Problems and tasks
A - In the text about the Street Fighter movie characters, what rank does Cammy hold in the AN?
B - Carry on the text about the Street Fighter movie characters from the point where it stops.

Viktor Sagat, played by Wes Studi, is different in some regards. In the movie, rather than being a Thai boxer with a strong urge for a rematch with Ryu, he's a kickboxing crime lord that is driven to revenge after Ken and Ryu's treachery. Height wise, Sagat's character is over seven feet tall. I would think it would be extremely difficult to find a look-alike for Sagat that is also that same height (his game character is unique, I'll say that now), but little things aside, he's still somewhat true. In proposed future sequels, his rivalry with Ken and Ryu would probably start to evolve into what it was recognized for. Wes Studi is known as one of the more versatile American Indian actors, and still gives Sagat the strong sense of honor that he is typically known for.




Ken Masters and Ryu Hoshi (respectively Damien Chapa and Byron Mann) are the two con artists who help enforce the change Guile needs to confront Bison. They are a little different as well, but their roles help influence a little element that I feel is worth mentioning. Throughout the movie, they are drifters with little to aim for, but the film causes Ryu to later start to see the more noble side of fighting. While Ken still feels like the glory is all that is necessary, he soon finds himself having to aid Ryu once he sees he's in danger. Their roles seem to suggest that if future movies were to arise, they would start to become more like their game counterparts. It's an interesting part of character development.

Then there are the secondary characters. What's interesting to note is upon closer inspection, there may have been more to this film than one first sees. Several events over the course of the movie were seemingly done for the purpose of this being done as part of a multi-sequel franchise. Anyway, here we go...



Cammy (Kylie Minogue) is similar in some regards. She is a lieutenant in the AN and serves as Guile's go-to girl for advice in this desperate time. Cammy's role in the game for the time being has her on a hunt for Bison to learn about what her past was like, having lost her memory. Now, an awful lot of issues about what Capcom does with her in later games is something fans speculate about, but because the movie predates the Alpha series, there was still little known about her (like what her game counterpart is like). Cammy basically plays a supporting role to Guile but she is also a worthy addition to the film. She is the New Challenger from "Super Street Fighter 2" that was likely the best adapted.

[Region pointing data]
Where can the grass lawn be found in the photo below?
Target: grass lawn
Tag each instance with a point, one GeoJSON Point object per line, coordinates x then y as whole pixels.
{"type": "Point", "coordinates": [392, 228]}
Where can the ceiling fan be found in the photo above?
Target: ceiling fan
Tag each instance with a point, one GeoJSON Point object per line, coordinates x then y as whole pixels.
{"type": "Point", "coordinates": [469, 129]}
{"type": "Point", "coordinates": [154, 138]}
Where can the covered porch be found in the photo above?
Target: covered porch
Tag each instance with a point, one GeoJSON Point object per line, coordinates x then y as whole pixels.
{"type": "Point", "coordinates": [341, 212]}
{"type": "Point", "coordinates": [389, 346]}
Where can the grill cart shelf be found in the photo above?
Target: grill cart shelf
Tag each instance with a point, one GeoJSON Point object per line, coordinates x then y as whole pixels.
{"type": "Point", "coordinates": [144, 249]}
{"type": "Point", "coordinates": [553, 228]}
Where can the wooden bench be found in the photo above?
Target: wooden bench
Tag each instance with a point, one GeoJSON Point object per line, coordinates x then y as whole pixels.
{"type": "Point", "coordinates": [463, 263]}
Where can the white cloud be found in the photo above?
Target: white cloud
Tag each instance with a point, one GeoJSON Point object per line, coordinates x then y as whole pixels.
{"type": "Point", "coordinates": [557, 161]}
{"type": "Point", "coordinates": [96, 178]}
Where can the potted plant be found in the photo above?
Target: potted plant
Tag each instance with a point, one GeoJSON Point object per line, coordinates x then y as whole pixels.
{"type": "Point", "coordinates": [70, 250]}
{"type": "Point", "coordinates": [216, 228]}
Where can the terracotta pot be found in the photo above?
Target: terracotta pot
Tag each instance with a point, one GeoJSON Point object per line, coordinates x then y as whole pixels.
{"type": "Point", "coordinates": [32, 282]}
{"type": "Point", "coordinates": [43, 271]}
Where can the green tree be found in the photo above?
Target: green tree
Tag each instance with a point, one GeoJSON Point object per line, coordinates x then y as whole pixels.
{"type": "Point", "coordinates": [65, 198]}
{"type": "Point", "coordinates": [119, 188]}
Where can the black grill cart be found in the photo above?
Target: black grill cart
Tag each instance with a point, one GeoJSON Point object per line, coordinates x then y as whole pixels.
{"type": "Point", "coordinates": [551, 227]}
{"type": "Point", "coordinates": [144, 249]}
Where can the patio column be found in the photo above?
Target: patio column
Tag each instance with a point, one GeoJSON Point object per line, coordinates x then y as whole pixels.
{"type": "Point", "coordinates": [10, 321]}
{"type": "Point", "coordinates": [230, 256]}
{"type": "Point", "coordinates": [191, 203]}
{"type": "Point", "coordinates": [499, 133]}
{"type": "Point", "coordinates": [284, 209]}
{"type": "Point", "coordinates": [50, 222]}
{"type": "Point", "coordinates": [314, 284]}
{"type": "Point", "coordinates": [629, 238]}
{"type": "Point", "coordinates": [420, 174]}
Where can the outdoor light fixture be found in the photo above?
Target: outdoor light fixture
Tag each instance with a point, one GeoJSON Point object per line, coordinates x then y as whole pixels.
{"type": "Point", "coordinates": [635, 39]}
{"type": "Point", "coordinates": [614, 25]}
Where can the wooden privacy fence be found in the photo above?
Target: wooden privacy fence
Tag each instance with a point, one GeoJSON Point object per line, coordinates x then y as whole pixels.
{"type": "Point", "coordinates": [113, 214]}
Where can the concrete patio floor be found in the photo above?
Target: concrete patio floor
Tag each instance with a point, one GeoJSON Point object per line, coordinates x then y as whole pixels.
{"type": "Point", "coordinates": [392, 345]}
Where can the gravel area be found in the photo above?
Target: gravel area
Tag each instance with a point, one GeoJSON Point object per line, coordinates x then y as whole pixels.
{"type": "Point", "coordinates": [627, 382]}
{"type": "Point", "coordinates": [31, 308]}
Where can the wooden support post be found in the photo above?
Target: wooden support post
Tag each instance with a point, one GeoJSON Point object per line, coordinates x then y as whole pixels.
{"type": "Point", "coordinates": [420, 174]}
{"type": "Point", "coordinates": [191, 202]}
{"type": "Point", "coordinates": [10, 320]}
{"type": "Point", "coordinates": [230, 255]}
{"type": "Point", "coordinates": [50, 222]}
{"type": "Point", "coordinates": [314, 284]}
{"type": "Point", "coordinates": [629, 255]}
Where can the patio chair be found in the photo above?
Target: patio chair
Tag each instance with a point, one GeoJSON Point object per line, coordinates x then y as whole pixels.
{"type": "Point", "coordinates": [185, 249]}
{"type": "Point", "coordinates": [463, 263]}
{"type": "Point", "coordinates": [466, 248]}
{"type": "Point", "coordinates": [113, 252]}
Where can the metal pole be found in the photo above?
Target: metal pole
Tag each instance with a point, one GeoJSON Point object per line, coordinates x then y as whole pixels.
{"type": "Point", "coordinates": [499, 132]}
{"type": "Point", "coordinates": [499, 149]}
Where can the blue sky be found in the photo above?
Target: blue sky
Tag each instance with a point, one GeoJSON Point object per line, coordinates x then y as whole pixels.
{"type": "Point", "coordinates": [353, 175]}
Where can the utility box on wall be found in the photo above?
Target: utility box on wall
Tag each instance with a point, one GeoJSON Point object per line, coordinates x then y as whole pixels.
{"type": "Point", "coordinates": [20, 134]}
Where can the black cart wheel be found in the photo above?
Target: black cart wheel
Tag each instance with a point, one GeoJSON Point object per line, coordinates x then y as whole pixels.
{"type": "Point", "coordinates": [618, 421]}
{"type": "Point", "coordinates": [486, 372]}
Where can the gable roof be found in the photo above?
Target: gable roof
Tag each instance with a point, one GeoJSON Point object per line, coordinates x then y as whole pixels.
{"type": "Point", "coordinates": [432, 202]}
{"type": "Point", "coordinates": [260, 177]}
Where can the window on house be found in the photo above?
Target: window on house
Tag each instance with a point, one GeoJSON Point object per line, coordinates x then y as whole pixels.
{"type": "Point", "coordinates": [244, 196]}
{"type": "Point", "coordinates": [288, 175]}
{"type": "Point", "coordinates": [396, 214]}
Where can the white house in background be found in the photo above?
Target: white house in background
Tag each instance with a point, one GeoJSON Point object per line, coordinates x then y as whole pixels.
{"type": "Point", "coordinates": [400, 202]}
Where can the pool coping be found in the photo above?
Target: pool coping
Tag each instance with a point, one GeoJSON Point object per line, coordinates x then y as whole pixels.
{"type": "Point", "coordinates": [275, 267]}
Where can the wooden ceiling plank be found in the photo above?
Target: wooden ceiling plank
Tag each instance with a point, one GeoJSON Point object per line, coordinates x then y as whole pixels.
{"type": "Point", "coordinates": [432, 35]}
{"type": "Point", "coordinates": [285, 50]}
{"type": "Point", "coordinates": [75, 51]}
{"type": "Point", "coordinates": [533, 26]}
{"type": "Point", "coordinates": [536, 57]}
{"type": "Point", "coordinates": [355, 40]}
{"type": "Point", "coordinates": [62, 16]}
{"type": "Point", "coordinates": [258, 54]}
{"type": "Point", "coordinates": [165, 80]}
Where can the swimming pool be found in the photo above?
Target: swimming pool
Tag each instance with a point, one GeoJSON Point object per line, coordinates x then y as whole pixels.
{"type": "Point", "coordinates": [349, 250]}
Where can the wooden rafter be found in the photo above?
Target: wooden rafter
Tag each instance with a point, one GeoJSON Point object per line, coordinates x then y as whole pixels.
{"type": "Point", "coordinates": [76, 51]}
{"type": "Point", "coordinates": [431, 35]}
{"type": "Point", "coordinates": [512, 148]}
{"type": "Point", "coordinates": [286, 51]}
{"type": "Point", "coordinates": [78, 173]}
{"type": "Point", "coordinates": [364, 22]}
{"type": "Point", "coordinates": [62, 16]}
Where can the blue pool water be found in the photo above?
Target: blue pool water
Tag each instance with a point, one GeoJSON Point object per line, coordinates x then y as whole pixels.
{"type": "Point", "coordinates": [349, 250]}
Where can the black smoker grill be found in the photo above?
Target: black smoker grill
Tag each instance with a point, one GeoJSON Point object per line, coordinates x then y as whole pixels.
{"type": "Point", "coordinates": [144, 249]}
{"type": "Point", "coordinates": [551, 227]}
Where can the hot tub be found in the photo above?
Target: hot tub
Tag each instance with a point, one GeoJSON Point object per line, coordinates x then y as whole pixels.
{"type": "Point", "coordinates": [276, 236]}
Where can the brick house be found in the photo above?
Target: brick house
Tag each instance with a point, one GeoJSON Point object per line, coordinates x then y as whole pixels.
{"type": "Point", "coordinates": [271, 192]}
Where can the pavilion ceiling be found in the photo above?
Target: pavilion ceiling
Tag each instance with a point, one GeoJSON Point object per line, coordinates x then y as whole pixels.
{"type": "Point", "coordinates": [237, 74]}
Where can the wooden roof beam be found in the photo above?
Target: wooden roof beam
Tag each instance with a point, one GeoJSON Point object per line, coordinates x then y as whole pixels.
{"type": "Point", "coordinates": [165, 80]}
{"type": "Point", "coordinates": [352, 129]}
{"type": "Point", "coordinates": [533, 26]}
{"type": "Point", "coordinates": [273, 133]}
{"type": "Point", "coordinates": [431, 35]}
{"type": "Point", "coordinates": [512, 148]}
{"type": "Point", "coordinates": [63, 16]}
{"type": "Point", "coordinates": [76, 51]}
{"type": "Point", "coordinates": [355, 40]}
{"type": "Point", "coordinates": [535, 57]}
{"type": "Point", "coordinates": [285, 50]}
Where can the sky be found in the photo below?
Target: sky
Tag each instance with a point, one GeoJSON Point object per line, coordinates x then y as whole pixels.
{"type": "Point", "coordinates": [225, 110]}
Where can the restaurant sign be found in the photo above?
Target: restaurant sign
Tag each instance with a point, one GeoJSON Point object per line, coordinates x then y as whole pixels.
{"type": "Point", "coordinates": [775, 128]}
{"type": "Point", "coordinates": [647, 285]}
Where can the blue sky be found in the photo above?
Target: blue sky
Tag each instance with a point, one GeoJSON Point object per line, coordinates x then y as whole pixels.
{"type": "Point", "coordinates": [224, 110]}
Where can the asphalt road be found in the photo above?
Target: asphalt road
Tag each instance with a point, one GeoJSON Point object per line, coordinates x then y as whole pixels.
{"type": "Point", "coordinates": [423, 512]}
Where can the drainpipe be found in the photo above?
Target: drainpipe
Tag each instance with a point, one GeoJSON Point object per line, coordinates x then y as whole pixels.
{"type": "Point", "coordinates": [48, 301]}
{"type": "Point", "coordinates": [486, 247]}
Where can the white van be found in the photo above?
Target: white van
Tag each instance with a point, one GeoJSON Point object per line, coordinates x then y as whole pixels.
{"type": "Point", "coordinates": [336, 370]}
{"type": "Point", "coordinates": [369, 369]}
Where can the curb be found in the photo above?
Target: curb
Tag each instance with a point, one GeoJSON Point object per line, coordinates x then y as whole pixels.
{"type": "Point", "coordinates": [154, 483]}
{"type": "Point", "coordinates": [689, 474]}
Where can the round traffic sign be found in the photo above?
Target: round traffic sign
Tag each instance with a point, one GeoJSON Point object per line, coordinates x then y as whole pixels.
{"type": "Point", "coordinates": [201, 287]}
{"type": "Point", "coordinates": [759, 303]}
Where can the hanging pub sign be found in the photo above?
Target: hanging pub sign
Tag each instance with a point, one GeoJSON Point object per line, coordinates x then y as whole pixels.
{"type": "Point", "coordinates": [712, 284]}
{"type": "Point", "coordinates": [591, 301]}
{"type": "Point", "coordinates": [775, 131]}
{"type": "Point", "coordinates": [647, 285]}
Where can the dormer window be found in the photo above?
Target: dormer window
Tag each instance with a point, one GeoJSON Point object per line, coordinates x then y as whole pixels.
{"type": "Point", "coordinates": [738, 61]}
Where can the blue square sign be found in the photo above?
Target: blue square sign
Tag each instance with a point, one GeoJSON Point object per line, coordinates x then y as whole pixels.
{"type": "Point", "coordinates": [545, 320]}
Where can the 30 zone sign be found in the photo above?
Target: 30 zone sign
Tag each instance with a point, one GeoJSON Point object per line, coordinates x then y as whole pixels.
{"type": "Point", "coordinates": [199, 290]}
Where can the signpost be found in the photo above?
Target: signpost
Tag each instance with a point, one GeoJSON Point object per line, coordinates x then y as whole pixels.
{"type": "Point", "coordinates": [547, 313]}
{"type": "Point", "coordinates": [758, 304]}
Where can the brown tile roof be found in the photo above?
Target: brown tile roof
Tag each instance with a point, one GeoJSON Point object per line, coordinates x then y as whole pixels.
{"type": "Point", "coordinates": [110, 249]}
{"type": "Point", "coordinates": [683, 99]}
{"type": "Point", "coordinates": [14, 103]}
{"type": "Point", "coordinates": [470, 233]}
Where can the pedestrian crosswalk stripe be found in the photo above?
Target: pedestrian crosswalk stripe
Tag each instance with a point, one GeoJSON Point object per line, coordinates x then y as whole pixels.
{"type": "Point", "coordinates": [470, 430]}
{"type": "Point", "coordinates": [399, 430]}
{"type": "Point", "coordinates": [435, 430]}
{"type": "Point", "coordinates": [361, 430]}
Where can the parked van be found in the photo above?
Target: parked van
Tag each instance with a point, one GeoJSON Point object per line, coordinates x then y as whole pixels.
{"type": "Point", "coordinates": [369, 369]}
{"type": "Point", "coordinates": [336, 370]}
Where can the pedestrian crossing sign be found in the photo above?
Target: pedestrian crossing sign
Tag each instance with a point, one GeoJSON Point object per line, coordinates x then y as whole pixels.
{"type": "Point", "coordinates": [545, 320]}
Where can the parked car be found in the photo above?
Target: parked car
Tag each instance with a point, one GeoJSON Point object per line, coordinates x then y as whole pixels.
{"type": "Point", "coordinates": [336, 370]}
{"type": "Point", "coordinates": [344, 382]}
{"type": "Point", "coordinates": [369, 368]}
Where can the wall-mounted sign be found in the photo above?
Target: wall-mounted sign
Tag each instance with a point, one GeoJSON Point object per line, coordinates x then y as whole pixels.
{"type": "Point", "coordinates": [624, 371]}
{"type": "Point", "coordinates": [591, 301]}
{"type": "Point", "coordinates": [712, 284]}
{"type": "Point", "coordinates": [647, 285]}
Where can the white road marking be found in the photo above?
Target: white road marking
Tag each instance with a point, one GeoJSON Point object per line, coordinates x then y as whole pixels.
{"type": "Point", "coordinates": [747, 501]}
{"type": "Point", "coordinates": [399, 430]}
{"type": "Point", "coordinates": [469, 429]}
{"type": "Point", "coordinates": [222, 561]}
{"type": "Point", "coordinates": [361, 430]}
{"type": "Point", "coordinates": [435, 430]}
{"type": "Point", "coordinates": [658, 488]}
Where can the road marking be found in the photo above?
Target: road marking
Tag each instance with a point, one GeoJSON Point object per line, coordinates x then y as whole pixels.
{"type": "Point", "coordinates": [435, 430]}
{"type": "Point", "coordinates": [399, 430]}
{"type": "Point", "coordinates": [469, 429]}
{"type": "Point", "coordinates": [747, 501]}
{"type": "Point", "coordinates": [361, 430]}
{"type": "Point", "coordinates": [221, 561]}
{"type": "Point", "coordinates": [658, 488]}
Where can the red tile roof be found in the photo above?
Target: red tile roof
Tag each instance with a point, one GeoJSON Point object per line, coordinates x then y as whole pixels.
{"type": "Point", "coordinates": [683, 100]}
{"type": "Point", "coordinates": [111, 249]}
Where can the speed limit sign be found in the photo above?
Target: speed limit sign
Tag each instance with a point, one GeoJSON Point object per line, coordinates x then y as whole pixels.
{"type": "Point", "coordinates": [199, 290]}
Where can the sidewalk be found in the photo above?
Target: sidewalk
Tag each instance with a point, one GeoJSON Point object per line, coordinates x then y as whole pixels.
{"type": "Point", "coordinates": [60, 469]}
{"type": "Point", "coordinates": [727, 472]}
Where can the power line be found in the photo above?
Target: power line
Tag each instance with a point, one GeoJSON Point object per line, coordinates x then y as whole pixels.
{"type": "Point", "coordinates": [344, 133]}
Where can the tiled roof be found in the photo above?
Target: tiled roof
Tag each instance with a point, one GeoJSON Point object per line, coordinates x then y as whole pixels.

Answers to the tasks
A - She is a lieutenant.

B -
Carlos Blanka (Robert Mammone)...well, while he only appears briefly in the film, he seems to be on both ends of the faithfulness catalog. While Charlie has been credited in earlier games as having been murdered at the hands of Bison, he did not physically appear in the game series until 1995's Street Fighter Alpha. Some may see this description in this film as being a total farce, while others may see it as something worthwhile--a grounding of Guile's story and his own, considering Blanka is not a character with a strong personality, motivation or goals (it may not make sense to non-video gamers about why there is a character that has green skin and orange hair at the beginning of the film). His role probably would start to develop like his game character's afterwards. So, his characterization is both unacceptable and acceptable at the same time.



Dr. Dhalsim (Roshan Seth) is a character that some people may find oddly characterized. A witch doctor in the game who plans to use his yoga abilities to reach a higher state of consciousness, in the film he is characterized as a captured research scientist in charge of Bison's villainous experiment. What's interesting to note is near the end of the film, Dhalsim comes in contact with the DNA mutagen responsible for Blanka's mutation. In a confusing bit of camera editing, he goes bald near the end of the film. If sequels were to arise, he could be seen as the doctor that abandoned his previous life to become a monk and would start developing into the familiar character. It would be an interesting bit of character development.

And then there are the supporting characters. What was better, just focus on the key characters or try using every last character from the game? ...Well, that's best left to personal opinion. Like the secondary characters, they'd have probably seen some interesting developments if sequels were to arise...



Balrog (Grand L. Bush) is very different from his game character. While in the game he is Bison's hired muscle and the first boss character you fight, in this movie he's a fallen boxer due to Sagat and Bison's interference, now he is Chun-Li's cameraman and he is a hero. Grand L. Bush is a competent actor, but Balrog's character in the game is not a friendly, thought-induced character with a sense of humor. What I imagine would happen is later on down the line, he would find he would not be able to nobly return as a boxer and would have reason to turn evil--he would fulfill the role of a corrupted hero.



Edmond Honda (Peter Navy Tuiasosopo), while not one of the game's more popular characters, is recreated fairly faithfully. While in the game he is Japanese and in the movie he is a Native Hawaiian, both versions have him as a sumo-honoring hero. In this movie he, like Balrog, had his career in sumo fighting come to an end due to Sagat and Bison, and now works as a sound tech for GNT, working together with Chun-Li and Balrog. He'd probably be able to return honorably to sumo fighting and aid when necessary--not a whole lot more development, but it would be interesting if he and Balrog later would have to come face-to-face in a sequel.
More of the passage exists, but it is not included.